Repeat everything in the listing below from the line containing "For every instance of the side" down to the line containing "x=322 y=120", with both of those lines included.

- - -

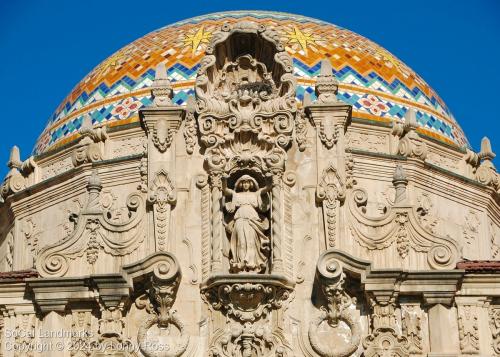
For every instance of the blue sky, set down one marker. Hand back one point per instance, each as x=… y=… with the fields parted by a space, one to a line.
x=46 y=47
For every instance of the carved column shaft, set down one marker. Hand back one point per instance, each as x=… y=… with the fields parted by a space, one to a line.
x=277 y=224
x=217 y=218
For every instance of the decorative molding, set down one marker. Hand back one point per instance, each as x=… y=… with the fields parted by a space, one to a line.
x=494 y=322
x=90 y=147
x=56 y=168
x=470 y=228
x=486 y=172
x=202 y=184
x=248 y=302
x=411 y=322
x=129 y=146
x=301 y=128
x=410 y=144
x=330 y=192
x=190 y=127
x=162 y=289
x=21 y=174
x=384 y=340
x=162 y=195
x=365 y=141
x=81 y=332
x=96 y=230
x=468 y=329
x=400 y=224
x=332 y=280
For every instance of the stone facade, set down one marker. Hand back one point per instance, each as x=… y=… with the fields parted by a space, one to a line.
x=246 y=225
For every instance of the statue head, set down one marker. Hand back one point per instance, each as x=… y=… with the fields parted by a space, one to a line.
x=246 y=183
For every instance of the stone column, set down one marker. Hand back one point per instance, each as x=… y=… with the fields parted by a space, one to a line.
x=217 y=218
x=161 y=122
x=277 y=223
x=443 y=331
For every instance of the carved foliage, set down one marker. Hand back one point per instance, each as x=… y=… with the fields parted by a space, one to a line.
x=329 y=192
x=248 y=303
x=96 y=230
x=80 y=333
x=494 y=322
x=398 y=225
x=384 y=339
x=162 y=195
x=24 y=342
x=332 y=280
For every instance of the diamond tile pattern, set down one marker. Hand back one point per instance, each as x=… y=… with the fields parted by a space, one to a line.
x=377 y=84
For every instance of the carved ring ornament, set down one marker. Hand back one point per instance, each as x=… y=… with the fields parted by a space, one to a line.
x=332 y=279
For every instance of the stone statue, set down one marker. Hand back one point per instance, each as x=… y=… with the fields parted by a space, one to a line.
x=249 y=246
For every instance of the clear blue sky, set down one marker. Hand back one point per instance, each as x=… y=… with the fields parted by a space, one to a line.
x=46 y=47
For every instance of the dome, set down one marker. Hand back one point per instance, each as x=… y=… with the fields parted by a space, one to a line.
x=378 y=85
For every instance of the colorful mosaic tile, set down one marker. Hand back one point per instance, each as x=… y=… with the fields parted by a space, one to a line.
x=376 y=83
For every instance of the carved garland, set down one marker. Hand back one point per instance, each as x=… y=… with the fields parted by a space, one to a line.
x=96 y=230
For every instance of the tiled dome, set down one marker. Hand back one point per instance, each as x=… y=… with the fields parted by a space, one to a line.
x=378 y=85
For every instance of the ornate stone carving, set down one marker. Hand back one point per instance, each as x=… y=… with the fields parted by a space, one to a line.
x=364 y=141
x=412 y=328
x=9 y=255
x=327 y=86
x=129 y=146
x=162 y=120
x=468 y=329
x=494 y=321
x=398 y=224
x=329 y=192
x=56 y=168
x=384 y=339
x=143 y=170
x=162 y=196
x=470 y=228
x=162 y=288
x=249 y=246
x=302 y=261
x=332 y=279
x=202 y=184
x=410 y=144
x=190 y=127
x=301 y=126
x=90 y=148
x=495 y=245
x=426 y=212
x=246 y=119
x=96 y=230
x=161 y=89
x=249 y=303
x=18 y=177
x=442 y=161
x=111 y=337
x=486 y=172
x=32 y=234
x=25 y=338
x=81 y=333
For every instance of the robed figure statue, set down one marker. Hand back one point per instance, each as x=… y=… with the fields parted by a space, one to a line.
x=249 y=246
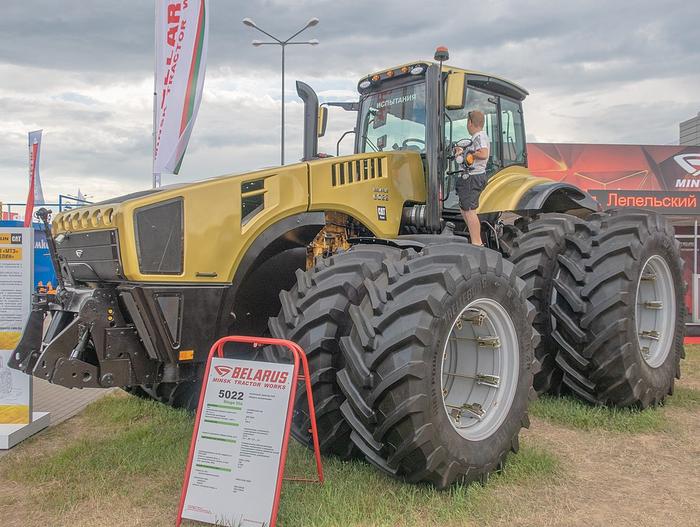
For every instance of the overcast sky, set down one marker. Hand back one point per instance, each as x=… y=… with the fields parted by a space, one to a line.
x=618 y=72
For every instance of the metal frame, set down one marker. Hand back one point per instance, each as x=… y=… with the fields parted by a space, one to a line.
x=299 y=356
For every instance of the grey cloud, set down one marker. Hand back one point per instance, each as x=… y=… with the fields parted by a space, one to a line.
x=61 y=63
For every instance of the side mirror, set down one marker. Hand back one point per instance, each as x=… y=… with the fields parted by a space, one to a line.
x=455 y=93
x=322 y=120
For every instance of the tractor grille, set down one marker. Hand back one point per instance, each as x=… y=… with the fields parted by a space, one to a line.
x=90 y=256
x=358 y=170
x=159 y=237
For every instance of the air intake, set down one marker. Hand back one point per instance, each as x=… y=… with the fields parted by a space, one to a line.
x=358 y=170
x=159 y=237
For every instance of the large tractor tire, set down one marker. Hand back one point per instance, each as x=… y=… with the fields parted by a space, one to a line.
x=533 y=246
x=314 y=314
x=181 y=394
x=619 y=310
x=439 y=365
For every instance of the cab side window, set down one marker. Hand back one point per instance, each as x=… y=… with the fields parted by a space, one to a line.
x=513 y=133
x=477 y=100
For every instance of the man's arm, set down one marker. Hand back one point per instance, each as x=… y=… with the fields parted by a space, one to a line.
x=482 y=153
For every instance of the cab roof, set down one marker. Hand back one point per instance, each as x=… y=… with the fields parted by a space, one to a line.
x=485 y=81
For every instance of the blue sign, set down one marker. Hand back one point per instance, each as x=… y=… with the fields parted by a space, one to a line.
x=44 y=273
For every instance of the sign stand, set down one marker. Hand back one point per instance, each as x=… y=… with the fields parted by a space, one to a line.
x=17 y=420
x=298 y=356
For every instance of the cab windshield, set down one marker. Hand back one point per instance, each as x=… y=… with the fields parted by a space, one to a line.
x=393 y=120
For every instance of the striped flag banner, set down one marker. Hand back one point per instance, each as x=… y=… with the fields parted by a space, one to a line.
x=35 y=196
x=181 y=50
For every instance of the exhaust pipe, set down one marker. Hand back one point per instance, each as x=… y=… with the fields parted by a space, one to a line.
x=308 y=95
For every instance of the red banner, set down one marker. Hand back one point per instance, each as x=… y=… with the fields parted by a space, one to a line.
x=653 y=177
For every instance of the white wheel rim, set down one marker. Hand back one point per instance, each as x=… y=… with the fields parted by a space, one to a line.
x=479 y=369
x=655 y=311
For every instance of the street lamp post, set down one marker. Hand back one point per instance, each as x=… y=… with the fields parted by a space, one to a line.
x=283 y=44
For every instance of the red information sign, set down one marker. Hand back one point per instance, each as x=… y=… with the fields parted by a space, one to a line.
x=239 y=444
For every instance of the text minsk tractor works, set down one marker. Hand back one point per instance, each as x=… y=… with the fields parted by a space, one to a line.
x=423 y=348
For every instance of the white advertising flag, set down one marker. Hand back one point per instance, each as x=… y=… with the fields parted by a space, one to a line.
x=181 y=50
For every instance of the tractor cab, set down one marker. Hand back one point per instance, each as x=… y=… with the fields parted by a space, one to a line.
x=393 y=114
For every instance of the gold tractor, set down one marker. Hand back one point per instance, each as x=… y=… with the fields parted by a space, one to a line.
x=424 y=349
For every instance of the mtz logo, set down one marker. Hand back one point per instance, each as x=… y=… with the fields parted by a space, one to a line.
x=223 y=371
x=689 y=162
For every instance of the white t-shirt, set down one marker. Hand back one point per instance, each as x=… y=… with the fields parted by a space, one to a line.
x=479 y=140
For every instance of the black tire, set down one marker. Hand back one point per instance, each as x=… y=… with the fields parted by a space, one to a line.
x=394 y=352
x=595 y=310
x=314 y=314
x=533 y=246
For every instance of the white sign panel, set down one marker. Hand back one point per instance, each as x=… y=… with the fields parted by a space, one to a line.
x=236 y=460
x=16 y=260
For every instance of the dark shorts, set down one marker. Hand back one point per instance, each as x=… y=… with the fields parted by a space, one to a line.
x=469 y=190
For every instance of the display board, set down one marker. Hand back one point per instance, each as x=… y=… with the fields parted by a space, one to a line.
x=16 y=262
x=235 y=468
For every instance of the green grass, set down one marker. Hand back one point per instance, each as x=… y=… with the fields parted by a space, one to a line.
x=573 y=413
x=127 y=439
x=137 y=449
x=690 y=366
x=687 y=398
x=357 y=494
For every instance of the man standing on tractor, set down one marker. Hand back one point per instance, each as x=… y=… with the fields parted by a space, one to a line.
x=473 y=180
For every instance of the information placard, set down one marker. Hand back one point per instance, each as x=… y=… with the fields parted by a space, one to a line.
x=16 y=260
x=236 y=462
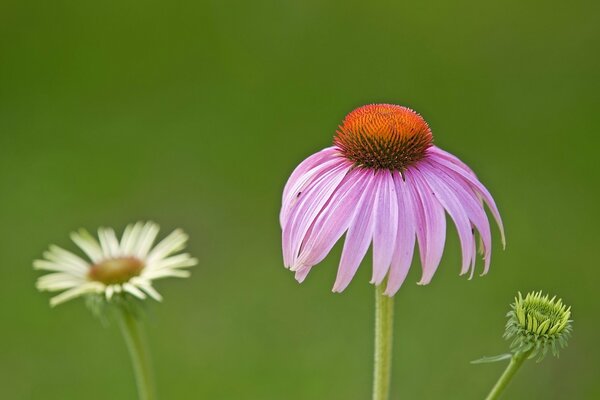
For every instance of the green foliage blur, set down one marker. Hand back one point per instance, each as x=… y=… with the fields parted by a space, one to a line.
x=193 y=114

- - -

#### [SOLVED PROBLEM]
For every instance of the side mirror, set down one marker. Hand back one point per instance, each as x=… y=… with the fields parted by a space, one to a line.
x=455 y=93
x=322 y=120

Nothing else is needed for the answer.